**Requirement:**
Output every line of the listing below as a numbered list, omitting any blank lines.

**Listed entries:**
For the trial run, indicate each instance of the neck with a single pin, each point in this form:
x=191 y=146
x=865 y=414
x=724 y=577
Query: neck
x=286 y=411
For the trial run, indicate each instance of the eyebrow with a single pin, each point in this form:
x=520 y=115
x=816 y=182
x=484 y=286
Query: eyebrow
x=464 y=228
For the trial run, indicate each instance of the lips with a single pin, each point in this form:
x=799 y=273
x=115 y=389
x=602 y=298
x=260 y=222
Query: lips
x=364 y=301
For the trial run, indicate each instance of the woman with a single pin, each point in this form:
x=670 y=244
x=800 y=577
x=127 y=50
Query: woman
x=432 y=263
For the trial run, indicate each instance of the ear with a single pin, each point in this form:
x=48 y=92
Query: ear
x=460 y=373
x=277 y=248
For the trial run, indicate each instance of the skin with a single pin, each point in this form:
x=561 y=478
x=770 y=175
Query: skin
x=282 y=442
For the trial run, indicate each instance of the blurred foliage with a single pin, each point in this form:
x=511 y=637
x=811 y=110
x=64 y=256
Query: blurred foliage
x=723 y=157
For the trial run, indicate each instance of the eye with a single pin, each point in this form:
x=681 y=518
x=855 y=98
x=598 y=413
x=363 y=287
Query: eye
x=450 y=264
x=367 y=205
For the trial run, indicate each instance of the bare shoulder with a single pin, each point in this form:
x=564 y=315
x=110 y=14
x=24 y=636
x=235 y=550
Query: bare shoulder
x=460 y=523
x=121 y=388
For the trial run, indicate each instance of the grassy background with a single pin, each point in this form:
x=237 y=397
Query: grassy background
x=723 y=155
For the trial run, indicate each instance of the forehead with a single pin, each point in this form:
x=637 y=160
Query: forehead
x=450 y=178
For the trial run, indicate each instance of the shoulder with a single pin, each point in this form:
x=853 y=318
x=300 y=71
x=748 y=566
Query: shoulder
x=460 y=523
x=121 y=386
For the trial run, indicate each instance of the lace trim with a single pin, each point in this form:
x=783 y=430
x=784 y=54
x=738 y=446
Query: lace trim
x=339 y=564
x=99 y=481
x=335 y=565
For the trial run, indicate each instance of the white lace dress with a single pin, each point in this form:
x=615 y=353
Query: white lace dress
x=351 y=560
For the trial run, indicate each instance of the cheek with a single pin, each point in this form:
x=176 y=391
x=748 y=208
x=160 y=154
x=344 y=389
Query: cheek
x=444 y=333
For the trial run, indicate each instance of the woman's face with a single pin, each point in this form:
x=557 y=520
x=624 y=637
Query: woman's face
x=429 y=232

**Completed exercise:**
1. For the trial run, indicate each instance of the neck with a single pin, each point in this form:
2. x=191 y=146
3. x=865 y=414
4. x=724 y=577
5. Query: neck
6. x=286 y=411
7. For the trial run, indicate each instance of the eyebrow with a single pin, each point in this form:
8. x=520 y=115
9. x=816 y=182
10. x=484 y=286
11. Query: eyebrow
12. x=464 y=228
13. For the trial run, indicate each instance of the lips with a single pin, each point in this form:
14. x=799 y=273
15. x=115 y=389
16. x=602 y=298
17. x=260 y=222
18. Query: lips
19. x=364 y=301
20. For the trial run, indicate each instance of the woman with a single pin, each point in this form:
21. x=670 y=244
22. x=800 y=577
23. x=127 y=50
24. Query: woman
25. x=432 y=263
26. For the trial run, indicate each instance of the ear with a single pin, each point in this form:
27. x=48 y=92
28. Query: ear
29. x=460 y=373
30. x=277 y=248
31. For the trial run, indicate each instance of the skin with a single pin, each point in this form:
32. x=561 y=478
33. x=770 y=175
34. Query: skin
35. x=282 y=442
36. For the trial run, indicate each instance of the blurred foliage with a single pin, each point in this form:
37. x=511 y=637
38. x=811 y=110
39. x=64 y=256
40. Query: blurred foliage
41. x=723 y=157
42. For the trial run, indicate each instance of the eye with a single pin, each point in this form:
43. x=681 y=518
44. x=855 y=98
45. x=598 y=413
46. x=363 y=287
47. Query: eye
48. x=450 y=264
49. x=367 y=205
50. For the trial run, indicate each instance of the bare shoulder with a single pin, each point in this form:
51. x=564 y=315
52. x=110 y=14
53. x=24 y=636
54. x=235 y=550
55. Query: bare shoulder
56. x=460 y=523
57. x=121 y=388
58. For the trial run, indicate each instance of the grassy background with a single pin, each point in this form:
59. x=237 y=397
60. Query: grassy background
61. x=723 y=155
62. For the trial run, indicate each instance of the forehead with a single pin, each point in this form:
63. x=637 y=160
64. Query: forehead
65. x=450 y=178
66. For the trial run, indicate each instance of the shoulder with a single pin, each point in this form:
67. x=853 y=318
68. x=300 y=71
69. x=748 y=566
70. Query: shoulder
71. x=460 y=523
72. x=121 y=386
73. For the trial run, indicate each instance of the lace trim with a single pin, each point in this form:
74. x=783 y=430
75. x=784 y=54
76. x=738 y=446
77. Query: lace trim
78. x=339 y=564
79. x=99 y=481
80. x=335 y=565
81. For the trial run, indicate each instance of the white lace dress with a single pin, each point in this form:
82. x=615 y=353
83. Query: white lace dress
84. x=351 y=560
85. For the trial run, indicate each instance of the cheek with a single pin, each point in this form:
86. x=176 y=391
87. x=748 y=208
88. x=160 y=154
89. x=344 y=389
90. Query: cheek
91. x=444 y=333
92. For the trial run, indicate each instance of the woman's face with a single pin, each point in this form:
93. x=557 y=520
94. x=624 y=637
95. Query: woman's face
96. x=429 y=232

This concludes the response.